**INSTRUCTIONS FOR THE TASK**
Exactly as written, print each record in the listing.

● ● ●

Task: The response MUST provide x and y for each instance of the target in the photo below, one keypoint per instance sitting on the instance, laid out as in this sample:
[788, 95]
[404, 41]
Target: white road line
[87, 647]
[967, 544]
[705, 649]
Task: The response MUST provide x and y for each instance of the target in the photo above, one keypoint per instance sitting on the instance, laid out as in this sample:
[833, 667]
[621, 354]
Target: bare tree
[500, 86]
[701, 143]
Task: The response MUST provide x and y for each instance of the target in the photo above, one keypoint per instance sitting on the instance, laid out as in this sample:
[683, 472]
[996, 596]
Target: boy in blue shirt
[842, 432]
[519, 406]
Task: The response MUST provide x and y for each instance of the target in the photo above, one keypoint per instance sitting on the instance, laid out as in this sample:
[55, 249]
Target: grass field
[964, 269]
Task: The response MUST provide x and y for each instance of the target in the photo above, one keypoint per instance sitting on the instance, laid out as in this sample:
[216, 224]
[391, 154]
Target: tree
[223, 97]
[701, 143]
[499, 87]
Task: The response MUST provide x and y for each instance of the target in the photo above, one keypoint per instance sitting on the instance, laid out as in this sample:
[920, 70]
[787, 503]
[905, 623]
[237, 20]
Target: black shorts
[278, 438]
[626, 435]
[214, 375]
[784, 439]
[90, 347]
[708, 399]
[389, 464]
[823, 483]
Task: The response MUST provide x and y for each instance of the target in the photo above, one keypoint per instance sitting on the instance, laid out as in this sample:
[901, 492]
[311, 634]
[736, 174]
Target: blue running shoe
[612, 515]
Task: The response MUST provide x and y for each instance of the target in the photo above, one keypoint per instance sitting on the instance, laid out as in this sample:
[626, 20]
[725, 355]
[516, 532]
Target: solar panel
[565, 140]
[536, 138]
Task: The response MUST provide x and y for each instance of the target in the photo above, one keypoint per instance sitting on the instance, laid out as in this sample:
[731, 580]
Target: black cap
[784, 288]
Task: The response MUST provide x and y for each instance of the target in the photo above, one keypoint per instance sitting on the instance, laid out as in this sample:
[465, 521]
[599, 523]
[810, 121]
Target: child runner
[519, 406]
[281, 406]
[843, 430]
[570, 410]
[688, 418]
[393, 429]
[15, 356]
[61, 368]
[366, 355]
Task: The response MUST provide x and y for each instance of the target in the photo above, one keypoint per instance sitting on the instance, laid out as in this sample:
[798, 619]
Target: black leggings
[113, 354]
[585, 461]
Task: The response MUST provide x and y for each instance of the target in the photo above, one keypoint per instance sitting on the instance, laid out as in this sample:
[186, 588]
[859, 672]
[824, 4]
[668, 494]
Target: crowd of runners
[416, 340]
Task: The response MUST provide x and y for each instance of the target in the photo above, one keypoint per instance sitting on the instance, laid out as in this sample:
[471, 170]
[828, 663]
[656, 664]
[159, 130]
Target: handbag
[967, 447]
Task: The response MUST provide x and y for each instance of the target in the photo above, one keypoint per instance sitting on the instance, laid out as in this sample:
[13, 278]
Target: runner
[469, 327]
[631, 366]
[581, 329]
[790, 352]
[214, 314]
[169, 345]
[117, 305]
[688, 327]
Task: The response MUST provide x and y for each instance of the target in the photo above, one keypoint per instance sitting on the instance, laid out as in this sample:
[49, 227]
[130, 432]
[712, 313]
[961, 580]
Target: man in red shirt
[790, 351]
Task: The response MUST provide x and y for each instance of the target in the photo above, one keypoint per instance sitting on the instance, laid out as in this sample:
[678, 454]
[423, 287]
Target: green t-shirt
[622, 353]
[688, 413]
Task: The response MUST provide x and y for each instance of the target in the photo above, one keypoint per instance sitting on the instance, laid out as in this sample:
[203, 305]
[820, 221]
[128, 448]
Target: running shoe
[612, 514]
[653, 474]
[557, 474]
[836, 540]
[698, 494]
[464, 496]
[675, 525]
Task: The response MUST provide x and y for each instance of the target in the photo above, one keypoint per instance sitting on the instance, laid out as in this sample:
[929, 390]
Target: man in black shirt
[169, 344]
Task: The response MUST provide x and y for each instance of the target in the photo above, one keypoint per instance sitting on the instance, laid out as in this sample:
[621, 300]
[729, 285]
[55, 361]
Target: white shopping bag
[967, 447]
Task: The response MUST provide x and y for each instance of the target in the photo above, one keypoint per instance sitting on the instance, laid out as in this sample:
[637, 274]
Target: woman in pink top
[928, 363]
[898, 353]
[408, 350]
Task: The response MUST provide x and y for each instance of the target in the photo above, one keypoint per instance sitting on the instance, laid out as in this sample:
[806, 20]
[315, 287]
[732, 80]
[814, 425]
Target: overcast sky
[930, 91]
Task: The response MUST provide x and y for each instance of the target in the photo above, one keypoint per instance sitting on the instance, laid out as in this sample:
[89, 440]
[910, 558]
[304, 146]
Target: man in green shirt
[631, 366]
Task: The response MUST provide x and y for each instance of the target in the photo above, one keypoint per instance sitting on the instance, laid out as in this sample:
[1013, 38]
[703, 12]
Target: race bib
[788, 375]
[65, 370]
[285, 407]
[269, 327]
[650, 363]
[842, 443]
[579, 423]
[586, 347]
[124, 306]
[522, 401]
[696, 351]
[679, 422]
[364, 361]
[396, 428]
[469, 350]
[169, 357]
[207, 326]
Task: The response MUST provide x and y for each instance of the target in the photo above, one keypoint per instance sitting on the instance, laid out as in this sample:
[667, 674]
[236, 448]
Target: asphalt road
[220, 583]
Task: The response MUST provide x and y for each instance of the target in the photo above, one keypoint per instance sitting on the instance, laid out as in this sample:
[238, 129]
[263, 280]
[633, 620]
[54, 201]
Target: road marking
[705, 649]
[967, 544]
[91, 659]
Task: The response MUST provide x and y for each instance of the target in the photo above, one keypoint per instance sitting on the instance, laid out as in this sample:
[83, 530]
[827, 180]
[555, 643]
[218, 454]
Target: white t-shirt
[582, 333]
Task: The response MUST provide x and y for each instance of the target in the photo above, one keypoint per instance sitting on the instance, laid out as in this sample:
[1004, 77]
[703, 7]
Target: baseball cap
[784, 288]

● ● ●

**ANSWER TO THE EXERCISE**
Task: The response MUST provide x and y for each instance of the target in the photo below, one keypoint per instance sitting on the instance, laid out as in this sample:
[788, 95]
[404, 41]
Target: white road line
[87, 647]
[967, 544]
[705, 649]
Task: The response MUST provide x and y for each instance of the target in the photo above, one keypoint per instance sitting on the instance, laid out as in this sample:
[833, 667]
[621, 354]
Target: bare tree
[500, 86]
[701, 143]
Task: The response MUST provide x and y for each instance of the target in the photo above, one keypoint per instance sitting on the instance, laid out as in this sample:
[683, 472]
[996, 596]
Target: boy in blue shirt
[842, 432]
[519, 406]
Task: The response MUST provide x and y for each instance of the target in the photo above, one keypoint per instance sitting on the instance, laid out as in this sample:
[55, 249]
Target: grass field
[964, 269]
Task: The response MUST provide x and y for each instance of the target in the photo above, one keypoint per instance sitting on the instance, laid out as in this sample:
[216, 224]
[391, 154]
Target: tree
[223, 97]
[701, 143]
[499, 87]
Task: The response MUST provide x and y for each instance of the target in the photo above, one keypoint per instance sitting on the instance, laid out as in this sample:
[920, 70]
[787, 503]
[905, 623]
[237, 20]
Target: black shorts
[278, 438]
[626, 435]
[214, 375]
[784, 439]
[90, 347]
[708, 399]
[389, 464]
[823, 483]
Task: The response MUST provide x and y for each instance of the target in the photo above, one keypoint per instance sitting on the instance, laid out as in this sample:
[901, 492]
[311, 634]
[736, 174]
Target: blue running shoe
[612, 515]
Task: The response MUST provide x and y for each instance of the target in the photo above, one keypoint per instance sitting on the instance, laid out as in this sample:
[626, 20]
[725, 355]
[516, 532]
Target: solar panel
[565, 140]
[536, 138]
Task: The response MUST provide x and y for each instance of the target in the photo above, one keypoint per instance sitting on the instance, laid out as in this sample:
[731, 580]
Target: black cap
[784, 288]
Task: The response MUST provide x and y for each instance of the target in the photo above, one keypoint per instance sitting on the instance, laid out as in this sample:
[465, 521]
[599, 523]
[810, 121]
Target: child runner
[519, 406]
[281, 406]
[843, 430]
[570, 410]
[688, 418]
[393, 429]
[15, 356]
[61, 368]
[366, 355]
Task: The response MUST provide x and y for each instance of the target in the photo above, one keypoint per instance sitting on the instance, laid out as in this sample:
[798, 619]
Target: black leggings
[113, 354]
[585, 461]
Task: The response MUST provide x and y for each instance of the target in the photo above, one keypoint per instance sitting on the instance, laid out as in this sample:
[186, 588]
[859, 672]
[824, 4]
[668, 494]
Target: crowd of runners
[416, 340]
Task: The response MUST provide x and y for each instance of the target in the photo above, one keypoint per instance sitting on the instance, laid out as in this sample:
[471, 170]
[828, 663]
[656, 664]
[159, 130]
Target: handbag
[967, 447]
Task: The response MUST provide x and y for each instance of the target in the photo above, one keypoint per instance sitting on the instance, laid out as in this sample:
[13, 278]
Target: runner
[469, 327]
[631, 366]
[581, 329]
[790, 352]
[214, 314]
[169, 345]
[117, 305]
[688, 327]
Task: The response MUST provide x and y for each instance of the target in the photo above, one keypoint per instance sitting on the instance, laid out as in this sample:
[49, 227]
[130, 432]
[712, 313]
[961, 580]
Target: man in red shirt
[790, 351]
Task: The response MUST provide x and y for each instance of the target in the photo above, one keypoint per instance sitting on the instance, laid out as in this sample:
[678, 454]
[423, 287]
Target: green t-shirt
[622, 353]
[688, 413]
Task: The response MUST provide x and y for each instance of the target in the photo above, one keypoint per instance sitting on the instance, laid out as in this sample:
[203, 305]
[820, 221]
[128, 448]
Target: running shoe
[612, 514]
[653, 474]
[557, 474]
[836, 540]
[698, 494]
[464, 496]
[675, 525]
Task: The response MUST provide x and y for each instance of the target in the photo above, one keypoint per instance sitting on the instance, laid out as in this sample:
[929, 390]
Target: man in black shirt
[169, 344]
Task: The response MUST provide x and y for each instance of the target in the photo above, one keypoint per instance sitting on the instance, laid out as in this sample:
[621, 300]
[729, 285]
[55, 361]
Target: white shopping bag
[967, 447]
Task: The response MUST provide x and y for each instance of the target in the photo above, one keypoint per instance sitting on the instance, laid out as in this sample:
[637, 274]
Target: woman in pink top
[928, 363]
[898, 353]
[408, 350]
Task: The response MUST provide x and y for each instance of the target in the photo above, one keypoint per instance sitting on the instance, laid out as in this sample:
[806, 20]
[315, 287]
[732, 80]
[814, 425]
Target: overcast sky
[930, 91]
Task: The response MUST provide x and y for each instance of the target in the photo above, one keypoint per instance sitting on the instance, laid out as in this sample:
[89, 440]
[910, 558]
[304, 146]
Target: man in green shirt
[631, 366]
Task: The response MUST provide x and y for each instance of the target in the photo above, one keypoint per instance sitting on the instance, laid out as in this sample:
[1013, 38]
[703, 12]
Target: race bib
[788, 375]
[65, 370]
[285, 407]
[269, 327]
[650, 363]
[842, 443]
[579, 423]
[586, 347]
[124, 306]
[522, 401]
[696, 351]
[679, 422]
[364, 361]
[396, 428]
[469, 350]
[169, 357]
[207, 326]
Task: The response MUST provide x and y for each instance of the target in the photo above, one keypoint per instance sitting on the instance, laid out as in this sample:
[667, 674]
[236, 448]
Target: asphalt road
[220, 583]
Task: The response MUST provide x and y for each instance of the target in the photo above, one keypoint per instance sitting on the instance, laid out as in this sample:
[238, 129]
[263, 280]
[633, 620]
[54, 201]
Target: road marking
[705, 649]
[967, 544]
[91, 659]
Task: The response MUST provide x and y for each instance of the target in the photo above, one keypoint per instance sitting on the instance, laid out as in this sample:
[83, 530]
[827, 180]
[555, 643]
[218, 454]
Target: white t-shirt
[582, 333]
Task: The response MUST provide x and y for each instance of the target in the photo above, one keypoint per instance sitting on the instance, laid out as in this sample:
[1004, 77]
[703, 7]
Target: baseball cap
[784, 288]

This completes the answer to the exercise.